▶ [GIVEN REQUEST]: How many lines in the rows below contain the string "downspout"? Give only the number.

++++++++

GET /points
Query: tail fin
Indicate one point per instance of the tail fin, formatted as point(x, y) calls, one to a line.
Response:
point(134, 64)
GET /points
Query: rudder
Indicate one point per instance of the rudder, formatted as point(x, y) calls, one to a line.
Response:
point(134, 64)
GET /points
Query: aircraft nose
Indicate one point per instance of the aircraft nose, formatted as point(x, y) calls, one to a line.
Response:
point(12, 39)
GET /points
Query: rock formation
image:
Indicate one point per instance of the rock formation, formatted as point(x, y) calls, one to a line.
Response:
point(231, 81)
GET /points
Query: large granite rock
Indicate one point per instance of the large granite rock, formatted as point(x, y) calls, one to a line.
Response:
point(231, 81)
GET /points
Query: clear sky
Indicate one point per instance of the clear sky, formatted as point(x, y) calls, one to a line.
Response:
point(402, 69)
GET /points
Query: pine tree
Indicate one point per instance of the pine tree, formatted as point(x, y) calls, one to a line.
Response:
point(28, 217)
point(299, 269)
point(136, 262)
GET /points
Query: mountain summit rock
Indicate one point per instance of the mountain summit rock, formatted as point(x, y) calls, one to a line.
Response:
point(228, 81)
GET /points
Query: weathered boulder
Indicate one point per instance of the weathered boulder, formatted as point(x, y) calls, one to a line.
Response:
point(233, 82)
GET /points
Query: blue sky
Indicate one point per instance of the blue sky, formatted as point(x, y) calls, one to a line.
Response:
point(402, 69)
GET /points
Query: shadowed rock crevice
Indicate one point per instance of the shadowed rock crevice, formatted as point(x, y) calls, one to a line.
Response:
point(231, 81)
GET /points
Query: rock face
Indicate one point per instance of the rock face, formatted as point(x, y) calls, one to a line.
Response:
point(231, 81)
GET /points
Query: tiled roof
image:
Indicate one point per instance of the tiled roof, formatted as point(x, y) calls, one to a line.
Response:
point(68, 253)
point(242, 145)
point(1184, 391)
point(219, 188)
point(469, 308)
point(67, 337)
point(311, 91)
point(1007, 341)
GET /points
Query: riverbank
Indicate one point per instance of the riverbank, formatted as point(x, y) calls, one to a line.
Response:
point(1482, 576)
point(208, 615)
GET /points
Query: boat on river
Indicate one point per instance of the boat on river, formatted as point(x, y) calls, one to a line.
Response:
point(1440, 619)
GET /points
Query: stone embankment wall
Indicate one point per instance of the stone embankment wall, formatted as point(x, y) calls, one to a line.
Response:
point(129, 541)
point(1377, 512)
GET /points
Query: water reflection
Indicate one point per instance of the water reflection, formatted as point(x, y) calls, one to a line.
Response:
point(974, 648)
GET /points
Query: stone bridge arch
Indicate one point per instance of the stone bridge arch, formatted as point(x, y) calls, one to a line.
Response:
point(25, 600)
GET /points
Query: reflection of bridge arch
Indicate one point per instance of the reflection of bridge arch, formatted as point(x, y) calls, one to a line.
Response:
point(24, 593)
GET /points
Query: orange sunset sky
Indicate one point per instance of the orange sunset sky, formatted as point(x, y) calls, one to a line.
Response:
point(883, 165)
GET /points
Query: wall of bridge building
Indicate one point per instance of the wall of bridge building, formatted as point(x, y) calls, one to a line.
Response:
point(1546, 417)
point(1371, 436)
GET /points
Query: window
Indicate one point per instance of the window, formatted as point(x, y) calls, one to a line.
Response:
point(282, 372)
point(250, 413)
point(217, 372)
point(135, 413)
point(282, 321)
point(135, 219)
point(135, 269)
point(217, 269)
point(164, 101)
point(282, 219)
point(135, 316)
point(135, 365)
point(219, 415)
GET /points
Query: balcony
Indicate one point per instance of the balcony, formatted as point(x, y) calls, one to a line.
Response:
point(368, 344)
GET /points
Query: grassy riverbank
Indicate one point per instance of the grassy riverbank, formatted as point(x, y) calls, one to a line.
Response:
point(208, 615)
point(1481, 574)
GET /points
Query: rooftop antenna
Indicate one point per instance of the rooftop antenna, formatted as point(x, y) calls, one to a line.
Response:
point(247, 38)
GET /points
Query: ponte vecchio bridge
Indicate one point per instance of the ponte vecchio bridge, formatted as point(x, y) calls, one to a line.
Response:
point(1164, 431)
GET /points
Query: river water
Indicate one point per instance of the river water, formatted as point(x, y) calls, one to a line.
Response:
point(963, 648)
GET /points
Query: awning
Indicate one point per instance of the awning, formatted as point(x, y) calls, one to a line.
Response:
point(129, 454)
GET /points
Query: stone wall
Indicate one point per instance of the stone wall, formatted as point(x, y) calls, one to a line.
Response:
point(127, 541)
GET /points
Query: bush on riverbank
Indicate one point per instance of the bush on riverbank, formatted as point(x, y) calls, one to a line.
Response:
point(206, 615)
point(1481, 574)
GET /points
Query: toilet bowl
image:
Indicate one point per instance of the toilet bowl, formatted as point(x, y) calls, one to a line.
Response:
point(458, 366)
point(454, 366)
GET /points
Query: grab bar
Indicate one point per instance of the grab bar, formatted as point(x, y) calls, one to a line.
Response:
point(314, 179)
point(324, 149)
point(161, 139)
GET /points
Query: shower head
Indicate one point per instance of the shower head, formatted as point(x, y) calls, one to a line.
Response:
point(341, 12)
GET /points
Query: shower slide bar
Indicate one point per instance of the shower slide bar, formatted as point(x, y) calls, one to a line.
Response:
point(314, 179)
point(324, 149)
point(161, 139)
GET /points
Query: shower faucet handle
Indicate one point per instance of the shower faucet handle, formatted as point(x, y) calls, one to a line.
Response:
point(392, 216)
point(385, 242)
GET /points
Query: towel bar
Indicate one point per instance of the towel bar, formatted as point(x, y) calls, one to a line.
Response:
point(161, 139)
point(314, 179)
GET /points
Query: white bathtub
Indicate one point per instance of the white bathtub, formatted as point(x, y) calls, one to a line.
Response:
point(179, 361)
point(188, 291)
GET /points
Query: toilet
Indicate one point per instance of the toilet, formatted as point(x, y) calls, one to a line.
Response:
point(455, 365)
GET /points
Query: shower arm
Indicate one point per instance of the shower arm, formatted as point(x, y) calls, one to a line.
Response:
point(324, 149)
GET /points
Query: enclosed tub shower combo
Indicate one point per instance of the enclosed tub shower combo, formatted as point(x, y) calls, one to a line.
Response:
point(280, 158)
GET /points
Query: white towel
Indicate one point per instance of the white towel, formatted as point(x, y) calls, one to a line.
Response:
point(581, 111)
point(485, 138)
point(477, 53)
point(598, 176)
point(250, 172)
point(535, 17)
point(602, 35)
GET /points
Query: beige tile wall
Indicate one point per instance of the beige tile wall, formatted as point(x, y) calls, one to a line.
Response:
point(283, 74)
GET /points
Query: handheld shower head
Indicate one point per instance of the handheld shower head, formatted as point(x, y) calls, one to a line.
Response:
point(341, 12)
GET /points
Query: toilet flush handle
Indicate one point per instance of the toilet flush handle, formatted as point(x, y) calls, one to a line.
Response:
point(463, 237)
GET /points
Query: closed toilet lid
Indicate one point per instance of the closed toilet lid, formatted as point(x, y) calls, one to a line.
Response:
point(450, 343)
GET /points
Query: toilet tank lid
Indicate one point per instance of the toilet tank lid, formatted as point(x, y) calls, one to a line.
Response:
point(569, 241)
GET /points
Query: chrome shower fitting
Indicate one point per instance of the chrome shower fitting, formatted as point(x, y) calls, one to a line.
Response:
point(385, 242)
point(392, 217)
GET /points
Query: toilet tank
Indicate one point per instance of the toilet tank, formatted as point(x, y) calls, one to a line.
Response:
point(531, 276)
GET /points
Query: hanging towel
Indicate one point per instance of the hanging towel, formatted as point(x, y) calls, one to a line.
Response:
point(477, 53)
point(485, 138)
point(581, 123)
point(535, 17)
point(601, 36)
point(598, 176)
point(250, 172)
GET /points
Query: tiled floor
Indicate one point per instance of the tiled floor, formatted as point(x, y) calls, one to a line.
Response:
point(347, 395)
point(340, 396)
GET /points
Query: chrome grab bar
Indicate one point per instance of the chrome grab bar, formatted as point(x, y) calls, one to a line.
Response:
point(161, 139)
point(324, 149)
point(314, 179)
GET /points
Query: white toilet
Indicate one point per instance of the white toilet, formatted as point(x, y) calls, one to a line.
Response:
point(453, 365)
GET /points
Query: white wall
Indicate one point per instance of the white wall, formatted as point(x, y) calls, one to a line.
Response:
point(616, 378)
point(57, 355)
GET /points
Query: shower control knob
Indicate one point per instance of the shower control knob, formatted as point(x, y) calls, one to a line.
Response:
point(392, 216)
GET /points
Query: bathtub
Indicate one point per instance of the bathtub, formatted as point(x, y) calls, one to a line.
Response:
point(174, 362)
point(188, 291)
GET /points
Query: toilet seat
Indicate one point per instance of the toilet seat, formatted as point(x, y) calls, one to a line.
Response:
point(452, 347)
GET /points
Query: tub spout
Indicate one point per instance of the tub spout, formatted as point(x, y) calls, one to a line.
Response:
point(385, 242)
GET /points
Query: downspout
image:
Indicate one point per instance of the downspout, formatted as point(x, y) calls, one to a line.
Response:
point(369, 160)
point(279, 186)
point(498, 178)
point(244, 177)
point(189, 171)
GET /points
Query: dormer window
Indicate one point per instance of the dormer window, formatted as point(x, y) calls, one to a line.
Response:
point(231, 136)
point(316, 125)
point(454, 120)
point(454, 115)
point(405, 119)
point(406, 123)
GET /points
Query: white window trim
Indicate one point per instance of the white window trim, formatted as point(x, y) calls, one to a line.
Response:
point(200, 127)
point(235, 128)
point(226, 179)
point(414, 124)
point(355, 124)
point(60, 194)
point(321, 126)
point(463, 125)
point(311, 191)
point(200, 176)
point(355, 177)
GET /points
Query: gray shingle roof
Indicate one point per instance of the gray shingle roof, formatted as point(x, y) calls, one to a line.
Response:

++++++++

▶ [SOLUTION FOR THIS TASK]: 2